Collected data

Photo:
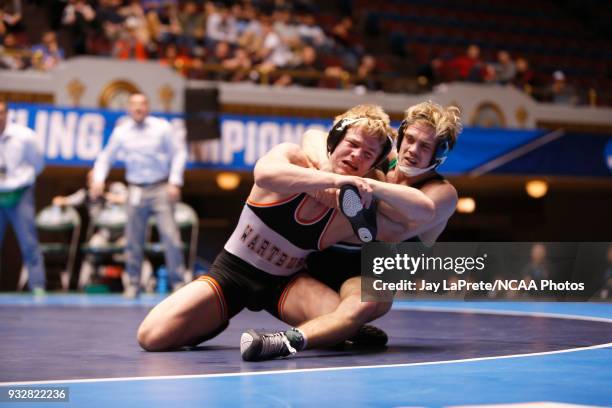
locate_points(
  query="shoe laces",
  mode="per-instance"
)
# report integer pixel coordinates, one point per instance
(276, 344)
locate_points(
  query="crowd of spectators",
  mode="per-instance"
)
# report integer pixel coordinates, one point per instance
(504, 70)
(279, 42)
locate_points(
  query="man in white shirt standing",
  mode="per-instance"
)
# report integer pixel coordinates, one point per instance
(21, 162)
(155, 161)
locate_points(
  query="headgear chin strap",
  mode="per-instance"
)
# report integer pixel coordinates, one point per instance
(337, 133)
(440, 154)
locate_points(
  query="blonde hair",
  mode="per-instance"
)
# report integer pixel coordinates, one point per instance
(445, 121)
(371, 118)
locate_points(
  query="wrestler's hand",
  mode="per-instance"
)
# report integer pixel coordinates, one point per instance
(365, 190)
(174, 193)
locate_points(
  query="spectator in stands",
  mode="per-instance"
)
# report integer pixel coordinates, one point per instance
(221, 25)
(11, 55)
(274, 52)
(78, 16)
(191, 22)
(468, 67)
(164, 24)
(110, 19)
(310, 32)
(48, 54)
(366, 74)
(130, 45)
(175, 60)
(524, 78)
(560, 92)
(432, 73)
(8, 21)
(344, 37)
(285, 27)
(222, 53)
(135, 14)
(308, 70)
(240, 64)
(504, 68)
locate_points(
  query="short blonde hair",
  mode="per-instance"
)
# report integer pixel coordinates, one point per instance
(371, 118)
(445, 121)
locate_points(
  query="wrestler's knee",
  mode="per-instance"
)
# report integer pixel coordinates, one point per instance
(153, 337)
(356, 310)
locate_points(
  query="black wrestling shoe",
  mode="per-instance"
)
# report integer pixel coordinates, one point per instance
(363, 220)
(369, 336)
(264, 346)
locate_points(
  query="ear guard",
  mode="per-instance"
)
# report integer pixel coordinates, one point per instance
(338, 132)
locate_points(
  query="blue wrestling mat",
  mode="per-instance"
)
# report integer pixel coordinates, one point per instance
(439, 354)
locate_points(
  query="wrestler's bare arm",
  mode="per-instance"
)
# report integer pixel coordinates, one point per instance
(284, 170)
(402, 203)
(444, 197)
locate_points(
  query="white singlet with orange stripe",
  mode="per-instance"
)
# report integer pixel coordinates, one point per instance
(273, 238)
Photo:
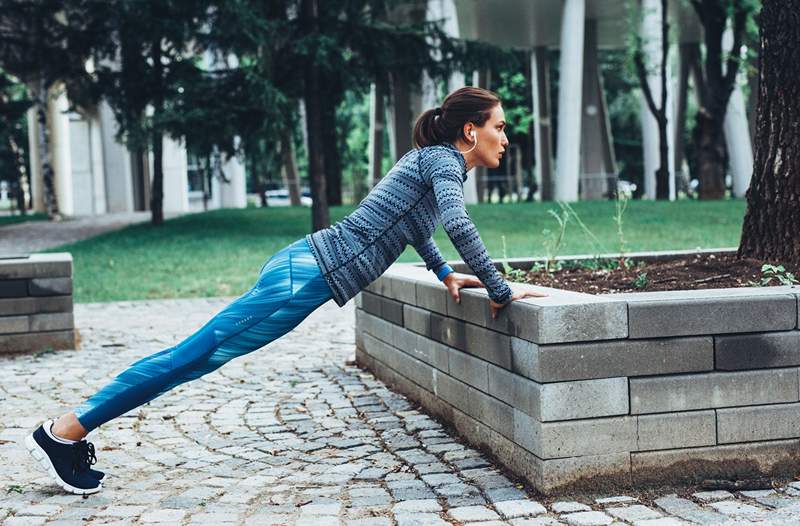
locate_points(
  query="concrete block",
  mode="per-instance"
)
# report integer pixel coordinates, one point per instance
(392, 311)
(474, 308)
(712, 390)
(432, 296)
(417, 320)
(468, 369)
(371, 303)
(378, 327)
(491, 412)
(596, 436)
(12, 324)
(412, 344)
(488, 345)
(51, 322)
(779, 458)
(39, 341)
(716, 312)
(13, 288)
(568, 318)
(50, 286)
(17, 306)
(452, 391)
(440, 354)
(607, 359)
(448, 331)
(403, 288)
(380, 286)
(53, 304)
(753, 424)
(583, 399)
(757, 351)
(48, 265)
(571, 400)
(502, 384)
(676, 430)
(587, 471)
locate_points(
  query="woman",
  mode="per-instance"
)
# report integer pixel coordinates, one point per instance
(423, 188)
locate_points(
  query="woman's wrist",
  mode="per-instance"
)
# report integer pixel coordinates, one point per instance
(444, 271)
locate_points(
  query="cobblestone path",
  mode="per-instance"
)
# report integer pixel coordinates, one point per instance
(288, 435)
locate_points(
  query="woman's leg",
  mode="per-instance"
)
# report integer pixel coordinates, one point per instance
(289, 288)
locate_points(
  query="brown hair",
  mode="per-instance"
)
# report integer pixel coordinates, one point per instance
(446, 123)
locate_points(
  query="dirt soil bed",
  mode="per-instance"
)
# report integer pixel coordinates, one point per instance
(686, 272)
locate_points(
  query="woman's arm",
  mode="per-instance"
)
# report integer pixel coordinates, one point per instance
(445, 176)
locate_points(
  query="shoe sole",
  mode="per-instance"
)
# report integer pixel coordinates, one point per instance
(41, 457)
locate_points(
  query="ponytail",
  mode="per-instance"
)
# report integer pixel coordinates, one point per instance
(446, 123)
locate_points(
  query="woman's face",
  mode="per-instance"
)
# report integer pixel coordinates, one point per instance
(492, 140)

Your goal: Omit each picture, then return all of the listing exactly as it stands.

Solution for this task:
Photo:
locate_points(
  query="shoe laces",
  mode="per-instance"
)
# report integer pixel coordinates, one point per instance
(276, 344)
locate_points(
  query="crowd of spectators",
  mode="per-instance"
)
# report integer pixel coordinates, one point per instance
(504, 70)
(279, 42)
locate_points(
  query="man in white shirt standing",
  mode="per-instance"
)
# report integer pixel coordinates, one point per instance
(21, 162)
(155, 161)
locate_points(
  query="headgear chin strap",
  mode="per-instance"
)
# report integer pixel coordinates, one point per instance
(337, 133)
(440, 154)
locate_points(
  query="blonde hair",
  mode="per-instance"
)
# report integer pixel coordinates, one point per instance
(445, 121)
(371, 118)
locate_points(
  query="wrestler's hand",
  mode="per-instance"
)
# report integer pixel coordinates, one point per instance
(365, 190)
(174, 193)
locate_points(
  query="spectator in stands",
  mode="per-instance"
)
# report integer pixel coordinates, one point per instance
(221, 25)
(11, 55)
(274, 52)
(78, 16)
(191, 22)
(468, 67)
(164, 24)
(110, 19)
(310, 32)
(48, 54)
(366, 74)
(130, 45)
(175, 60)
(524, 78)
(560, 92)
(432, 73)
(8, 21)
(344, 37)
(285, 27)
(222, 53)
(135, 14)
(308, 70)
(240, 64)
(504, 68)
locate_points(
  query="short blonde hair",
  mode="per-instance"
)
# report integer pixel coordinates, one point per instance
(371, 118)
(445, 121)
locate_points(
  query="wrestler's knee",
  mode="per-instance"
)
# report integer pixel coordinates, one point per instance
(153, 337)
(356, 310)
locate_points(
  query="black wrestling shoe",
  mode="per-instance"
)
# report integer pixel coordinates, one point per instance
(363, 220)
(369, 336)
(264, 346)
locate_points(
  query="ear guard",
  mode="per-instance"
)
# report integer pixel coordinates, one point per instance
(338, 132)
locate_points(
  query="blue wrestling mat",
  mode="per-instance"
)
# report integer pixel coordinates, one point per instance
(439, 354)
locate_points(
  query="wrestler's bare arm",
  mode="per-instance"
)
# report integer pixel coordinates, one point per instance
(284, 170)
(402, 203)
(444, 197)
locate_points(
  query="white singlet with orange stripe",
  mode="per-instance"
)
# report integer pixel coordinates, one point per instance
(273, 238)
Photo:
locate_points(
  query="concrete block",
  mode="per-instance"
)
# report integer pixel coordinates, one point per instance
(392, 311)
(474, 308)
(712, 390)
(432, 296)
(417, 320)
(468, 369)
(371, 303)
(378, 327)
(491, 412)
(596, 436)
(12, 324)
(412, 344)
(488, 345)
(51, 322)
(779, 458)
(39, 341)
(716, 312)
(13, 288)
(568, 318)
(50, 286)
(17, 306)
(452, 391)
(440, 354)
(607, 359)
(448, 331)
(403, 288)
(380, 286)
(53, 304)
(753, 424)
(583, 399)
(757, 351)
(48, 265)
(571, 400)
(502, 384)
(676, 430)
(587, 471)
locate_points(
  query="woman",
  mode="per-instance"
)
# report integer pixel coordinates, one point per instance
(423, 188)
locate_points(
  query="woman's wrist",
  mode="per-instance"
)
# report integer pixel coordinates, one point per instance
(444, 271)
locate_points(
  query="cobblestone path",
  mode="per-instance"
)
# report integer pixel coordinates, one point per instance
(288, 435)
locate_points(
  query="woman's leg",
  mode="per-instance"
)
# report integer pixel coordinates, one point per instance
(289, 288)
locate_points(
  query="brown hair",
  mode="per-instance"
)
# report integer pixel coordinates, one point per instance
(446, 123)
locate_points(
  query="dirt soil bed",
  mode="per-instance"
)
# report integer pixel coordinates, one point per instance
(686, 272)
locate_points(
  query="woman's arm",
  mode="per-instance"
)
# report integer pixel coordinates, one point per instance
(445, 176)
locate_points(
  query="shoe sole",
  mode="per-instance"
)
# report integer pixel coordinates, one point per instance
(41, 457)
locate_points(
  query="ponytail",
  mode="per-instance"
)
# report integer pixel coordinates, one point per instance
(446, 123)
locate_points(
  query="woman's face",
  mode="per-instance"
)
# report integer pixel coordinates, one point per instance
(492, 140)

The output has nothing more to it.